Provided data>
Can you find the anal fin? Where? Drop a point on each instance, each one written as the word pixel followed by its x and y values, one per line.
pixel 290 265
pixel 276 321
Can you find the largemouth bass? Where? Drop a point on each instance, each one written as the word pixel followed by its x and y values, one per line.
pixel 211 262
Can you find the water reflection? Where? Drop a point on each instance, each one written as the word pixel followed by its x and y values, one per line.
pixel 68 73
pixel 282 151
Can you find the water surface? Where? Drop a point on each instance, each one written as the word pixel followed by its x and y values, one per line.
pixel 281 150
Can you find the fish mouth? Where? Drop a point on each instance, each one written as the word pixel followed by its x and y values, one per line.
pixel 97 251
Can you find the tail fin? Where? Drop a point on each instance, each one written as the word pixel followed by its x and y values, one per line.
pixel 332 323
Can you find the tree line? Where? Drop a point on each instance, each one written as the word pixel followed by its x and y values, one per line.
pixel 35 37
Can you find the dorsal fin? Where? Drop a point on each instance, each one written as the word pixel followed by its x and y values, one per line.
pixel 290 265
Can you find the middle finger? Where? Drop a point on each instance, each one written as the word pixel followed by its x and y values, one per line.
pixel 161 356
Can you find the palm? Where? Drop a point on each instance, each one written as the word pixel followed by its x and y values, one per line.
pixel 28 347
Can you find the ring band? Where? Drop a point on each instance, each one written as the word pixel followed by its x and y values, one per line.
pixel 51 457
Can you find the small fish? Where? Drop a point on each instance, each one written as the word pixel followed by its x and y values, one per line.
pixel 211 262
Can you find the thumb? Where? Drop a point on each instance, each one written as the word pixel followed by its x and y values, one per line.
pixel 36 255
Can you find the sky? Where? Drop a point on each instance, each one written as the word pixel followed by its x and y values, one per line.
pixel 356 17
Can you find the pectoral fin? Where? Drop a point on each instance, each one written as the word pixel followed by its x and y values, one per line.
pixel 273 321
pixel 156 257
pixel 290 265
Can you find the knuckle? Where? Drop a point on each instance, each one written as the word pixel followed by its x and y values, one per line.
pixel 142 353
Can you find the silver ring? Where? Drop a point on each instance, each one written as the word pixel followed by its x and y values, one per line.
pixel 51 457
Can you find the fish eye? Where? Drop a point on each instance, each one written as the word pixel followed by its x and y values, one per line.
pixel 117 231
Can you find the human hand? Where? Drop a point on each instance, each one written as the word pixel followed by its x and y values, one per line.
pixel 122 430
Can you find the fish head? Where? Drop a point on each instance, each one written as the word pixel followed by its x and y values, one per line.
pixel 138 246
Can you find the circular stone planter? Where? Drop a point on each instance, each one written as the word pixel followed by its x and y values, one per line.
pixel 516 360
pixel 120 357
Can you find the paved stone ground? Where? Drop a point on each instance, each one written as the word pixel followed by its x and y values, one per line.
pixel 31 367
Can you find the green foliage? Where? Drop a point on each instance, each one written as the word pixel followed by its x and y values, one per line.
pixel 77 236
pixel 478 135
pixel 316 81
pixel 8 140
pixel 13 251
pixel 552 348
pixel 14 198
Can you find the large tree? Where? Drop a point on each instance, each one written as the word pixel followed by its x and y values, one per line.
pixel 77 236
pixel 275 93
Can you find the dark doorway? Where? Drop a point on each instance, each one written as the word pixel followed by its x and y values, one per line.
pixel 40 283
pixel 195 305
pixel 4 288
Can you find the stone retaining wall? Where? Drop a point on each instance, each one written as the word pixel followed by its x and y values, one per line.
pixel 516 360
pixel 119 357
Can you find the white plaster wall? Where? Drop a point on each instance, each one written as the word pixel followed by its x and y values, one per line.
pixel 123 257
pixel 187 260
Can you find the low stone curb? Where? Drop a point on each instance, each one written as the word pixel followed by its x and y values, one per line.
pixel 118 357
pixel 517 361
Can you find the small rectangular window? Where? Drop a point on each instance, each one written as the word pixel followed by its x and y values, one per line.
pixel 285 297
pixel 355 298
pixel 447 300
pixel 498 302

Aim>
Please copy the stretch of the data above from the line containing "Can you find the pectoral" through the line containing "pixel 122 430", word for word. Include both of those end lines.

Output>
Can you find the pectoral fin? Where? Drop a point on each instance, each one written as the word pixel followed by its x and y values, one per line.
pixel 273 321
pixel 156 257
pixel 290 265
Can you find the knuckle? Where? Drop a point on each instance, each one written as the word pixel followed by its x and y values, one per line.
pixel 142 353
Can you find the silver ring? Where? Drop a point on each instance, each one written as the word pixel followed by its x and y values, one per line.
pixel 51 457
Can you find the fish eye? Where? Drop a point on each instance, each one written as the word pixel followed by its x and y values, one per line.
pixel 117 231
Can you find the human hand? Where? Drop a point on each instance, each one written as the word pixel followed by its x and y values, one per line.
pixel 122 430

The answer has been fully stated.